• EXERCISE
Continue the text about the CISA contractor's exposed GitHub repository from its last sentence.

• TEXT SHOWN

☆ ☆ ☆ ☆ ☆

ArchieBunker writes: Until this past weekend, a contractor for the Cybersecurity & Infrastructure Security Agency (CISA) maintained a public GitHub repository that exposed credentials to several highly privileged AWS GovCloud accounts and a large number of internal CISA systems. Security experts said the public archive included files detailing how CISA builds, tests and deploys software internally, and that it represents one of the most egregious government data leaks in recent history.

On May 15, KrebsOnSecurity heard from Guillaume Valadon, a researcher with the security firm GitGuardian. Valadon’s company constantly scans public code repositories at GitHub and elsewhere for exposed secrets, automatically alerting the offending accounts of any apparent sensitive data exposures. Valadon said he reached out because the owner in this case wasn’t responding and the information exposed was highly sensitive.

☆ ☆ ☆ ☆ ☆

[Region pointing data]
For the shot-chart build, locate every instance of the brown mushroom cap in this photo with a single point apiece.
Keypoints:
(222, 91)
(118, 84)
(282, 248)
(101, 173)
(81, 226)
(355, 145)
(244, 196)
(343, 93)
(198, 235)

☆ ☆ ☆ ☆ ☆

• ANSWER BELOW
The GitHub repository that Valadon flagged was named “Private-CISA,” and it harbored a vast number of internal CISA/DHS credentials and files, including cloud keys, tokens, plaintext passwords, logs and other sensitive CISA assets.

Valadon said the exposed CISA credentials represent a textbook example of poor security hygiene, noting that the commit logs in the offending GitHub account show that the CISA administrator disabled the default setting in GitHub that blocks users from publishing SSH keys or other secrets in public code repositories.

“Passwords stored in plain text in a csv, backups in git, explicit commands to disable GitHub secrets detection feature,” Valadon wrote in an email. “I honestly believed that it was all fake before analyzing the content deeper. This is indeed the worst leak that I’ve witnessed in my career. It is obviously an individual’s mistake, but I believe that it might reveal internal practices.”

One of the exposed files, titled “importantAWStokens,” included the administrative credentials to three Amazon AWS GovCloud servers. Another file exposed in their public GitHub repository — “AWS-Workspace-Firefox-Passwords.csv” — listed plaintext usernames and passwords for dozens of internal CISA systems. According to Caturegli, those systems included one called “LZ-DSO,” which appears short for “Landing Zone DevSecOps,” the agency’s secure code development environment.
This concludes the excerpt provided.